■ **Text shown**
## START

On Tue, Aug 01, 2023 at 06:42:47PM -0300, Arnaldo Carvalho de Melo wrote:
> Hi Artem,
>
> Can you please double check this? I reproduced with:
>
> git checkout 46d21ec067490ab9cdcc89b9de5aae28786a8b8e
> build it
> perf record -a -g sleep 5s
> perf report
>
> Do you get the same slowness and then reverting it, i.e. just
> going to HEAD~ and rebuilding getting a fast 'perf report' startup, i.e.
> without the inlines in the callchains?

With a simple test like this I definitely get a slowdown, but not sure
if it can be called excessive.

Below are the times I got by running 'time perf report' and hitting 'q'
during load so that it quits as soon as it is loads up. Tested on a
freshly updated fedora 38.

## END

■ **What to do**
Sum up the message in two sentences. The entries have nothing to do with the message above.

■ **Given information**
## START

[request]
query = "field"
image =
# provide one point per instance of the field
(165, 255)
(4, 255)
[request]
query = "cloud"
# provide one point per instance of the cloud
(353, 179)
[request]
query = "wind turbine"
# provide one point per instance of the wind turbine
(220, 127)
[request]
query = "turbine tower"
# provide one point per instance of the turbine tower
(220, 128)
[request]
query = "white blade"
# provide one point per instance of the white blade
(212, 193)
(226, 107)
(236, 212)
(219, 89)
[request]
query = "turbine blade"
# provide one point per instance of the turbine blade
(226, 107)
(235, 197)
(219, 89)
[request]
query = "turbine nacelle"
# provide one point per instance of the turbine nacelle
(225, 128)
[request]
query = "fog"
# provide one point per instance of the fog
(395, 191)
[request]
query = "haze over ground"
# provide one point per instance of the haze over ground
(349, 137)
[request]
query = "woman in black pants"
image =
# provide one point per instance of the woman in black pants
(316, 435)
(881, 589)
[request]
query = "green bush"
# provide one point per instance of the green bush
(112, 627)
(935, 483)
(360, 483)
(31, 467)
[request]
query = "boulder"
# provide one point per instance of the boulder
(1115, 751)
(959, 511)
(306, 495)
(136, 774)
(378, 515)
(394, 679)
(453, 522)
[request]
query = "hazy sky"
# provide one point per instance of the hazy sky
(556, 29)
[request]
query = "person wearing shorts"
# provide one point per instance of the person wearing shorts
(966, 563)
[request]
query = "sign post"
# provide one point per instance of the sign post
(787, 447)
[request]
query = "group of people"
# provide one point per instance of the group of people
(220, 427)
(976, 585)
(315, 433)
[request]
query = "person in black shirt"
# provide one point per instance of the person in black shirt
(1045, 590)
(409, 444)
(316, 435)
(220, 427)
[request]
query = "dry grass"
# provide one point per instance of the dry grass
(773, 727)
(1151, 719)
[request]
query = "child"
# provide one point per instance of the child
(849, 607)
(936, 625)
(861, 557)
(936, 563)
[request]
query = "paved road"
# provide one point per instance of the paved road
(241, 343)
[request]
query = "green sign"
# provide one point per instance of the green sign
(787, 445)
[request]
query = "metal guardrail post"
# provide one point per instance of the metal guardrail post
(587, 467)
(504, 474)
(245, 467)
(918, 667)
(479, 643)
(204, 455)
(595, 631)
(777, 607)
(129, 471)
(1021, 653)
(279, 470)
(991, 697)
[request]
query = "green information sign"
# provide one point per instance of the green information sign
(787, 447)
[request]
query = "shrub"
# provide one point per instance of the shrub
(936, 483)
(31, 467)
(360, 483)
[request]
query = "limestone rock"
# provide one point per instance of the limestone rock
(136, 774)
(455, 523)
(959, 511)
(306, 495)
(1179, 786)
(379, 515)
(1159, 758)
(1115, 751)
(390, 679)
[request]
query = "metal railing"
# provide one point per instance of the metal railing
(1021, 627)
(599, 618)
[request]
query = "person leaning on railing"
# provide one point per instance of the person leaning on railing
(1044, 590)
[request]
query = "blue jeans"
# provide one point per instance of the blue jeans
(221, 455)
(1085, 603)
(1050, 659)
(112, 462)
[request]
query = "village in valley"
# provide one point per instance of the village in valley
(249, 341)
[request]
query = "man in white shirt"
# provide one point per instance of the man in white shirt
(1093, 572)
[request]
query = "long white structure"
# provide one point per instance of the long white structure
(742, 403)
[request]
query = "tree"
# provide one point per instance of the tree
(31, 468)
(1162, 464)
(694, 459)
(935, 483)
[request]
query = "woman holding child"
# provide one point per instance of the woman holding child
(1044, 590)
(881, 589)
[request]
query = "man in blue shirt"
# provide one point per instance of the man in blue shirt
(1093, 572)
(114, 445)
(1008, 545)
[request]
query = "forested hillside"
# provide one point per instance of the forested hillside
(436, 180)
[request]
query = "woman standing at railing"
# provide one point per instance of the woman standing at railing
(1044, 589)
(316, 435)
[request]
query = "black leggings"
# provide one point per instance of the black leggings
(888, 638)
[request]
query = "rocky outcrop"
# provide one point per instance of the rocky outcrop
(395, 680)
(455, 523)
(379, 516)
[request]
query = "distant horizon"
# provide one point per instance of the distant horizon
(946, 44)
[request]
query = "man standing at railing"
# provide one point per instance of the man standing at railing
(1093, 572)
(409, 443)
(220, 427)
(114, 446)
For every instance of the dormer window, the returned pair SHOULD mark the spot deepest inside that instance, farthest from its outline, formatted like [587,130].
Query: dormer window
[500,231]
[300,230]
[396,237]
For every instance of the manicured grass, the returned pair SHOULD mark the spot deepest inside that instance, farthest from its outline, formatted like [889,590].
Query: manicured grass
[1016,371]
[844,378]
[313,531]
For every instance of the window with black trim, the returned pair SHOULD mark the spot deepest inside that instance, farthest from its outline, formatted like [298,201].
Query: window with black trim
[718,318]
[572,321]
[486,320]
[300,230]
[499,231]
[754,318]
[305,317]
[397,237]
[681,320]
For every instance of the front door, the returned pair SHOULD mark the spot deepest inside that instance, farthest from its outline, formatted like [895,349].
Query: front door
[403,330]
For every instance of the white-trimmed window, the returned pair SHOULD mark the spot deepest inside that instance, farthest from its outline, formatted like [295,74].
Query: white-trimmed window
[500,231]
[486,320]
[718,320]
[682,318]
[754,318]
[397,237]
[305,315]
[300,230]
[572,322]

## END

■ **Written solution**
Arnaldo Carvalho de Melo asks Artem to check whether building commit 46d21ec067490ab9cdcc89b9de5aae28786a8b8e makes 'perf report' slow after running 'perf record -a -g sleep 5s', and whether going back to HEAD~ brings fast startup back. The reply confirms a slowdown with that simple test but is unsure it counts as excessive, and introduces timings taken with 'time perf report', quitting with 'q' during load on a freshly updated Fedora 38.